** begin Stored data **
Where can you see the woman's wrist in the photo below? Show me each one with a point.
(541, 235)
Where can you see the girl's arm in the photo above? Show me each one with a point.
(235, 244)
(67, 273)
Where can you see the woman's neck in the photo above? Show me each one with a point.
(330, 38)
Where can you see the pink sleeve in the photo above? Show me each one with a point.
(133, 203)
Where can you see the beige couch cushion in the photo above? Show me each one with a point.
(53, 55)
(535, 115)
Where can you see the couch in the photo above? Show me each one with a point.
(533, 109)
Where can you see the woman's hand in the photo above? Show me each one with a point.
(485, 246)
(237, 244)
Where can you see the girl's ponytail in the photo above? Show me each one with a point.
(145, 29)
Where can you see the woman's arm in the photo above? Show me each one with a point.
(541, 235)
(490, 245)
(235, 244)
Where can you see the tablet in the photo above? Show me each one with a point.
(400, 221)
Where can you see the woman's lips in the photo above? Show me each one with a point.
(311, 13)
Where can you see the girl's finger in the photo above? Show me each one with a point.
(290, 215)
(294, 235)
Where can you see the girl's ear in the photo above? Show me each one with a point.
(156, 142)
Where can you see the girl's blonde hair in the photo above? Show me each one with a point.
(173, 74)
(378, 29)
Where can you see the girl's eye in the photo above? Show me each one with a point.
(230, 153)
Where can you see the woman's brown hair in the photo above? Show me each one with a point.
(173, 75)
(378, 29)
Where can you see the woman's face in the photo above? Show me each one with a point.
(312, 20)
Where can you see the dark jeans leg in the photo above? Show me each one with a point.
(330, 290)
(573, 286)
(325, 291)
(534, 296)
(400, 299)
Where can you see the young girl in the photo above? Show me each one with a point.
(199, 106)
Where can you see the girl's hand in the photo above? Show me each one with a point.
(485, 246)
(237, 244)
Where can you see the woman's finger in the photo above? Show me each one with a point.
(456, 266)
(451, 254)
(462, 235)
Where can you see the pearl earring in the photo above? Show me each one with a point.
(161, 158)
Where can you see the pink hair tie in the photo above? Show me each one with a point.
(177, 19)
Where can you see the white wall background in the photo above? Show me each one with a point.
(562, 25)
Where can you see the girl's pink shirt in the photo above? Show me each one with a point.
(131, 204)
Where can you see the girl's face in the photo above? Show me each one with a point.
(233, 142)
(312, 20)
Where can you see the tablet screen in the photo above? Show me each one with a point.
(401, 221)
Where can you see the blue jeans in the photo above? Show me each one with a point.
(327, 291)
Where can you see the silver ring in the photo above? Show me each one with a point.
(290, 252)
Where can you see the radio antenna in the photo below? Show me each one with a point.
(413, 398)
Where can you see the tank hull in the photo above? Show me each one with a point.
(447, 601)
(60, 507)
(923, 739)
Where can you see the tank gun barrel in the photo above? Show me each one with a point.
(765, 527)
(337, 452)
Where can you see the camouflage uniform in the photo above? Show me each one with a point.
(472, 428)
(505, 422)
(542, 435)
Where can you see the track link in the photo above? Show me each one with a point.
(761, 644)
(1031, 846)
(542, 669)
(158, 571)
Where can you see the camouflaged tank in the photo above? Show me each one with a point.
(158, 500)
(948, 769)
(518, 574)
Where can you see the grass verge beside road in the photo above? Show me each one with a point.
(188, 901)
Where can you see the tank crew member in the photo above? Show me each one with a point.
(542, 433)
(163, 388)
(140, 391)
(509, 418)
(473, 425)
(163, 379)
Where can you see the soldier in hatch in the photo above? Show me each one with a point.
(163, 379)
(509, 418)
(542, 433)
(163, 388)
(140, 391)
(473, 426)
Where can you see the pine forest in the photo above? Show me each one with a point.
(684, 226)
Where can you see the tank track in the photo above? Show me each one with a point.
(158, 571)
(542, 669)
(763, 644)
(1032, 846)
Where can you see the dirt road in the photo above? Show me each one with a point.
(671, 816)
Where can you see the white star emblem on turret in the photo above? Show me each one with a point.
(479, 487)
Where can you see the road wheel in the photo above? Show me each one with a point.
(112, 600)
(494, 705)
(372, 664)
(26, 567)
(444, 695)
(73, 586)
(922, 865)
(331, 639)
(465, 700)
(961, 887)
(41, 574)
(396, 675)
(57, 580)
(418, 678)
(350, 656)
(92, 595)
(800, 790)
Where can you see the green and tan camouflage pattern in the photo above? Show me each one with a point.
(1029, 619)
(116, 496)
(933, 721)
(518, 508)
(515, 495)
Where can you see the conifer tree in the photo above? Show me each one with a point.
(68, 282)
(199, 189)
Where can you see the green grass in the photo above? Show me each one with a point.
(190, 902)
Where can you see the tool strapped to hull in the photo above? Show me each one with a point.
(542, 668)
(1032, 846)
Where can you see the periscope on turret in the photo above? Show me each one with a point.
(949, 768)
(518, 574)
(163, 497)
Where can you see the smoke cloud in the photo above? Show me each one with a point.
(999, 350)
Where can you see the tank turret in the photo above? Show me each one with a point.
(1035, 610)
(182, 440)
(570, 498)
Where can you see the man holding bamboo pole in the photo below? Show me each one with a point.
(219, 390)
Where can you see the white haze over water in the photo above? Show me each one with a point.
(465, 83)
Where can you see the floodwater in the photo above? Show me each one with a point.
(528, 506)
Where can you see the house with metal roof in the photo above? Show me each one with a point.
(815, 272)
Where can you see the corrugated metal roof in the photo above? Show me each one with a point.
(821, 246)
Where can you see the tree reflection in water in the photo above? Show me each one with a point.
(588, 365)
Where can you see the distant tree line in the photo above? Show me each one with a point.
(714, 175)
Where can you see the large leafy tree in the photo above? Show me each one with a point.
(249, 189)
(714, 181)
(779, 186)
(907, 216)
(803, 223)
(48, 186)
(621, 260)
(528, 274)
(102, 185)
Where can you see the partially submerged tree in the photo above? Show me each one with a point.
** end Stored data **
> Task instructions:
Copy the material above word for word, from the line containing "Where can you see the white haze" through the end of the material.

> Right answer:
Where can you see the white haze over water in the photo above? Show me each one with a point.
(465, 83)
Where can you see the floodwater in the photo above? Show me each one with a point.
(528, 506)
Where can you see the house with metal roof in the photo above? Show me each one with a point.
(815, 272)
Where can you see the corrugated metal roof in the photo above? Show me each one with a point.
(821, 246)
Where can you see the tree reflection in water in the photo above? Show me each one with a point.
(588, 365)
Where can you see the distant tree line in the photo above? Show me each one with a point.
(714, 175)
Where can you see the large leafy tree in the photo above? Show me each one with a point.
(249, 189)
(714, 181)
(779, 186)
(907, 216)
(803, 223)
(48, 186)
(621, 260)
(528, 274)
(102, 185)
Where can you see the partially submerged tree in the photo above? Show me each one with a point.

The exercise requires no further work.